▸ **What the exercise asks**:
Copy out all of the entries below, switching every instance of "even-odd fill" to "nonzero fill" and leaving everything else unchanged. Omit the pictures from your answer.

▸ **Data for processing**:
▼

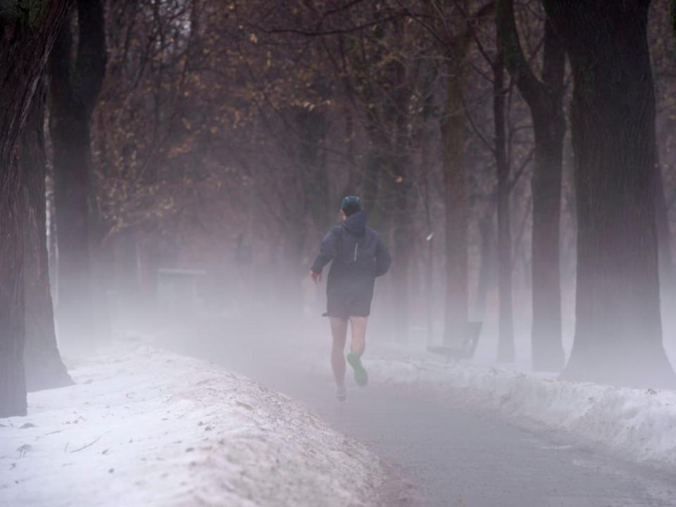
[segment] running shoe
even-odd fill
[[[361,364],[361,359],[358,356],[352,352],[347,355],[347,362],[354,370],[354,381],[360,387],[363,387],[368,384],[368,373]]]

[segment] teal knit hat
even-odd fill
[[[347,196],[340,203],[340,208],[349,216],[357,211],[361,211],[361,201],[356,196]]]

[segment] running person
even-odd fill
[[[321,250],[310,275],[321,280],[322,270],[332,261],[327,280],[327,312],[331,322],[333,349],[331,366],[336,380],[336,396],[346,399],[345,358],[347,324],[352,327],[352,342],[347,362],[354,370],[354,380],[361,387],[368,375],[361,364],[366,346],[366,323],[371,310],[375,278],[387,273],[392,260],[380,237],[366,227],[366,214],[356,196],[348,196],[340,205],[342,223],[331,228],[322,241]]]

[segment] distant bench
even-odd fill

▲

▸ **Answer to this problem**:
[segment] running shoe
nonzero fill
[[[361,364],[361,359],[358,356],[352,352],[347,355],[347,362],[354,370],[354,381],[360,387],[363,387],[368,384],[368,373]]]

[segment] teal knit hat
nonzero fill
[[[347,196],[340,203],[340,208],[349,216],[357,211],[361,211],[361,201],[356,196]]]

[segment] running person
nonzero fill
[[[321,250],[310,275],[321,280],[322,270],[332,261],[327,280],[327,312],[331,322],[333,349],[331,366],[336,380],[336,396],[346,399],[345,358],[347,324],[352,327],[352,342],[347,362],[354,370],[354,380],[361,387],[368,375],[361,364],[366,346],[366,323],[371,310],[375,278],[387,273],[392,260],[380,237],[366,227],[366,214],[356,196],[348,196],[340,205],[342,223],[331,228],[322,241]]]

[segment] distant bench
nonzero fill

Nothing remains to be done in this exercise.